# Written request:
Identify each line in the items below that contains the string "field", and copy every such line. Treat uppercase and lowercase letters as different.

--- Start Provided data ---

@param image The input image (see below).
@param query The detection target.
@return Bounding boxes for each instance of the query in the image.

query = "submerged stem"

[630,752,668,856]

--- End Provided data ---
--- Start Provided data ---

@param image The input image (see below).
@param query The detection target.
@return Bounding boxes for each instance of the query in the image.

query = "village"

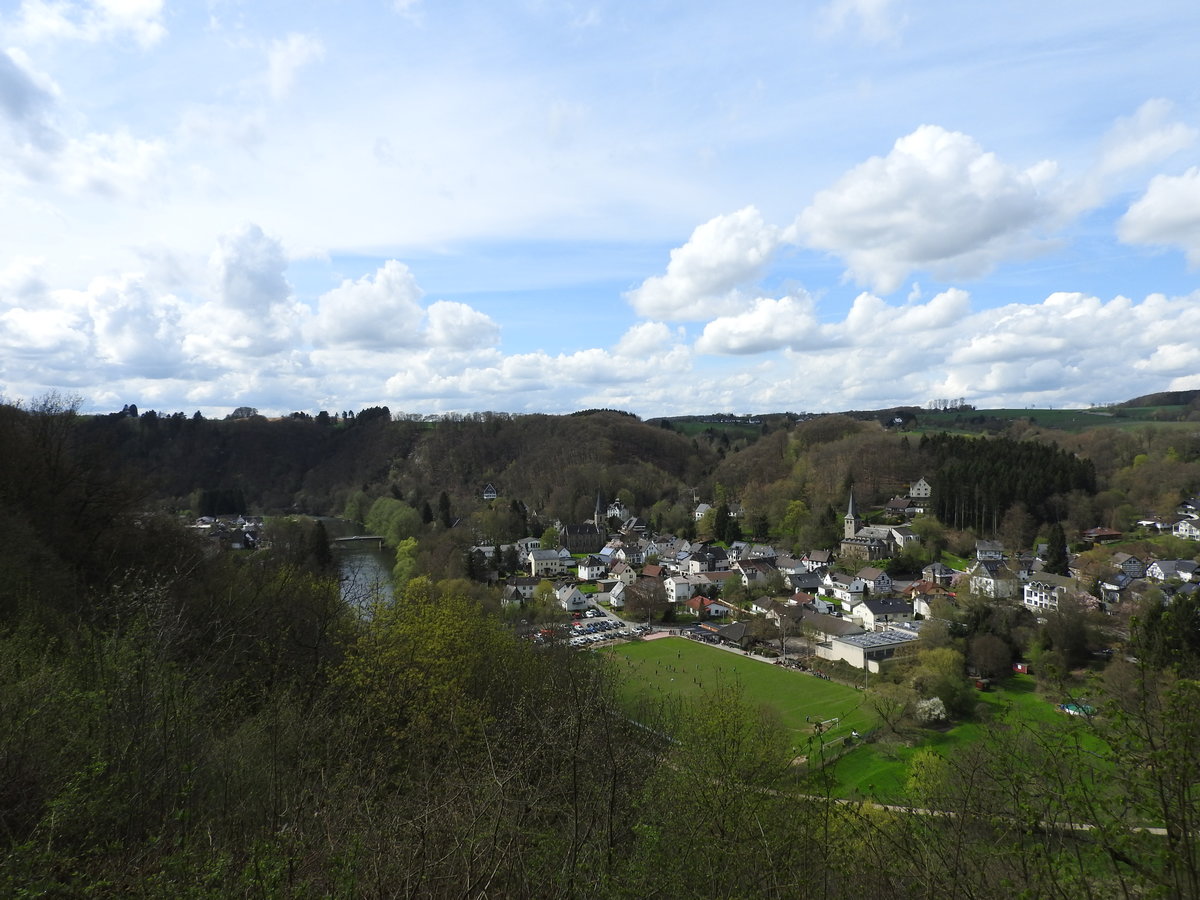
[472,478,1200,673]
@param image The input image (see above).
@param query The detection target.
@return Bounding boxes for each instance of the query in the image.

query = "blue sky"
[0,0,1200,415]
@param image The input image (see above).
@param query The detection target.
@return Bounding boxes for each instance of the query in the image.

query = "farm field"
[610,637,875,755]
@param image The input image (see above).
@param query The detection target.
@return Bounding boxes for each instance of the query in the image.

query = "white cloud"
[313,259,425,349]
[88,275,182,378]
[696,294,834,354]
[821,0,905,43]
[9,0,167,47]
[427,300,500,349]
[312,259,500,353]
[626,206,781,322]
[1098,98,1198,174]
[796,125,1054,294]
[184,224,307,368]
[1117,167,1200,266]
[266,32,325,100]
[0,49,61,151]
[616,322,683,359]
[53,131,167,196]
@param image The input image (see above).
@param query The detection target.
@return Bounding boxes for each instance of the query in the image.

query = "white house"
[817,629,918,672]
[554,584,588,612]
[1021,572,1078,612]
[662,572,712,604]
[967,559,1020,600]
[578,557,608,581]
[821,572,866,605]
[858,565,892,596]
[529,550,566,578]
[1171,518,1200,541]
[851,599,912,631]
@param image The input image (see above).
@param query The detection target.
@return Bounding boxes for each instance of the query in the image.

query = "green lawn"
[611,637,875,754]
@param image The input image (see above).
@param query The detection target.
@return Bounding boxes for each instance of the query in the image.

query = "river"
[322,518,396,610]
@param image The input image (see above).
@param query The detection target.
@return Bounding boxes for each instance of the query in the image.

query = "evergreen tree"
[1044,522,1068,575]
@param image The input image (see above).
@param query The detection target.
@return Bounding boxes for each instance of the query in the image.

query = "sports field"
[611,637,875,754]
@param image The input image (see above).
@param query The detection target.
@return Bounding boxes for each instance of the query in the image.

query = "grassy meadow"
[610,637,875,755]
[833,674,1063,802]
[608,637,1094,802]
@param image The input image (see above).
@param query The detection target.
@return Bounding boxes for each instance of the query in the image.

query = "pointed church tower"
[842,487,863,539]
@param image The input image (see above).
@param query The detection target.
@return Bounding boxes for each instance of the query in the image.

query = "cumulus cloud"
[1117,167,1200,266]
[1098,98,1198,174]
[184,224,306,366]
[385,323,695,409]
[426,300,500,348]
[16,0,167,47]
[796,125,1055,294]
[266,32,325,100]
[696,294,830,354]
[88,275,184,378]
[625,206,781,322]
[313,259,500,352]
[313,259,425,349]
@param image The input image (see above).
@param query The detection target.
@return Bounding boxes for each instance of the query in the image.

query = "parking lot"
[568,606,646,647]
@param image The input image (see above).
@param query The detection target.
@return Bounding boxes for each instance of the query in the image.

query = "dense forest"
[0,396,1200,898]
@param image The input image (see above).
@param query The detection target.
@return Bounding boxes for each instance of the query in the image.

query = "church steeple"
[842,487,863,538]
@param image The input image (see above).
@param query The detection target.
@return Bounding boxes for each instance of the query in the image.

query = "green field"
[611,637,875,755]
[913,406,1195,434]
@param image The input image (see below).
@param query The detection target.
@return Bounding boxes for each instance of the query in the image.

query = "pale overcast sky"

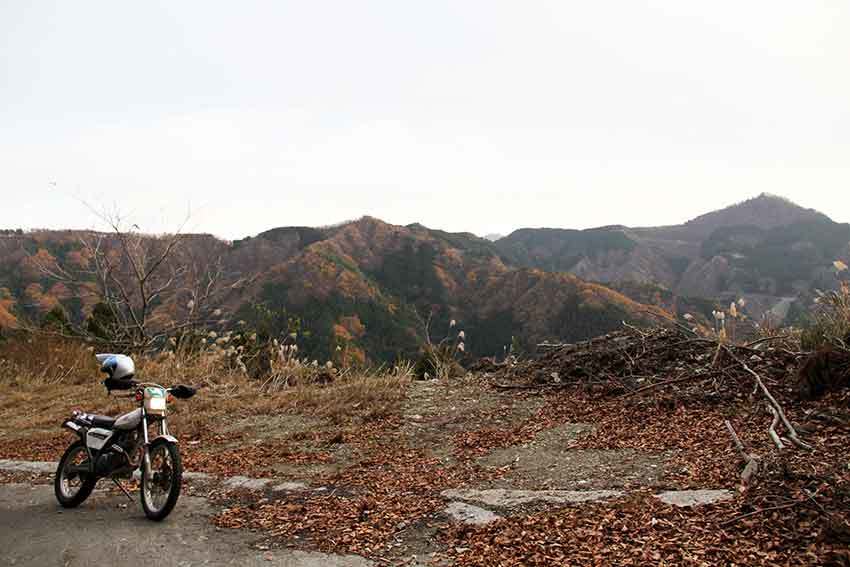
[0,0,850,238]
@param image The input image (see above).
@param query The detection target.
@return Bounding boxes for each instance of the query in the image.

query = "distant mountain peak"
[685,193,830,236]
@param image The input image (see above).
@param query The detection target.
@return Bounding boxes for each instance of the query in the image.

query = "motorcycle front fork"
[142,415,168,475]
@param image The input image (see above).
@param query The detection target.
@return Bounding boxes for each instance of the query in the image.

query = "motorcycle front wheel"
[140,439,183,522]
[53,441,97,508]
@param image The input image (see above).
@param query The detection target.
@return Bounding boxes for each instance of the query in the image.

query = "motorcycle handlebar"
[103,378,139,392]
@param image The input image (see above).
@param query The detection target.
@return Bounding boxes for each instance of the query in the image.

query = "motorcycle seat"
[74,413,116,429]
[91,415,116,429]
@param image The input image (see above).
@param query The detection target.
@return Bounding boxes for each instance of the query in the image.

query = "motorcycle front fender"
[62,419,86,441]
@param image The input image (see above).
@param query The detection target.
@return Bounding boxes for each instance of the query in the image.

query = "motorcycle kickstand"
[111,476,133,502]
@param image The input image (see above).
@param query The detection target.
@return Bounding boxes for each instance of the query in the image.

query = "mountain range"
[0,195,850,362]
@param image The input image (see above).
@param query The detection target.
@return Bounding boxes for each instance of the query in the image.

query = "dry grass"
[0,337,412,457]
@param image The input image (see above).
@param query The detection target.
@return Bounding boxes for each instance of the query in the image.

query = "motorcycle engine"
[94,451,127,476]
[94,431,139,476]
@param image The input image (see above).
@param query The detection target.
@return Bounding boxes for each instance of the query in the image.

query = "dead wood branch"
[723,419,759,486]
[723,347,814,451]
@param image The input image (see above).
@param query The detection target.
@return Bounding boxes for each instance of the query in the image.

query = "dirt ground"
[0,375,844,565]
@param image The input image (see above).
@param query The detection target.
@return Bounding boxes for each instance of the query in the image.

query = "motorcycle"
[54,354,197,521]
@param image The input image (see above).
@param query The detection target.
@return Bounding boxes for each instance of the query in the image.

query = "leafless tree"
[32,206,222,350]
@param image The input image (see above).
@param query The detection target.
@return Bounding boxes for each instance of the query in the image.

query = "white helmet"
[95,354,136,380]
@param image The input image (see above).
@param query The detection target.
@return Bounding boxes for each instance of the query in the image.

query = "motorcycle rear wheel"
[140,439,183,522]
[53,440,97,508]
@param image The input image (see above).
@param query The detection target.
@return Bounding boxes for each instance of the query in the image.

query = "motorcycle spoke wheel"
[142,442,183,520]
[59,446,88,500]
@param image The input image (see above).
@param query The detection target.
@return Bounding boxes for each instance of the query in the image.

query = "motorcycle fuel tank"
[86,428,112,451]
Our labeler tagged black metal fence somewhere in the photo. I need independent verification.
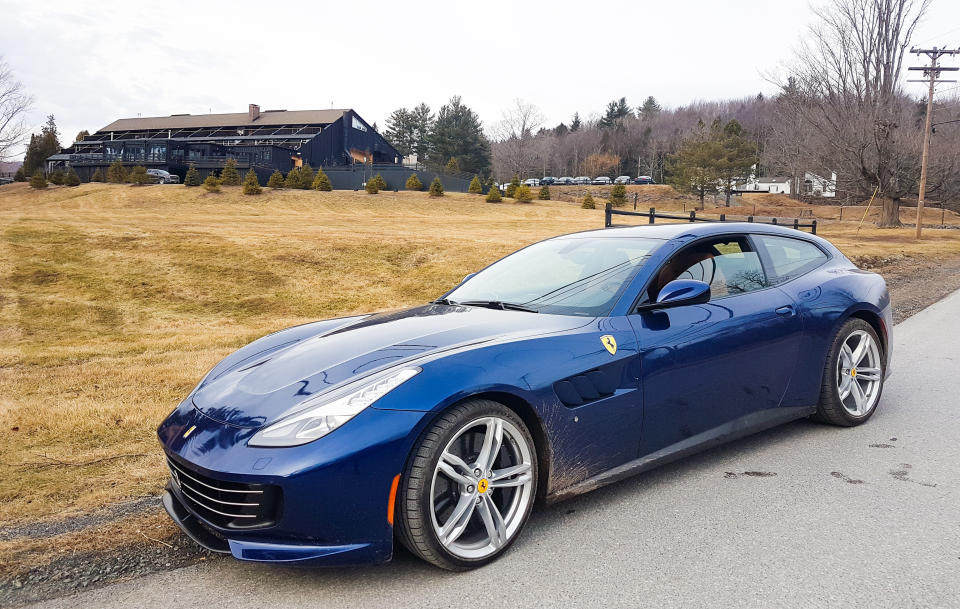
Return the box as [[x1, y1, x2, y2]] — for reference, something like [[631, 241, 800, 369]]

--- End Provided data ---

# Full answer:
query = "farm field"
query = "sports field"
query = "green field"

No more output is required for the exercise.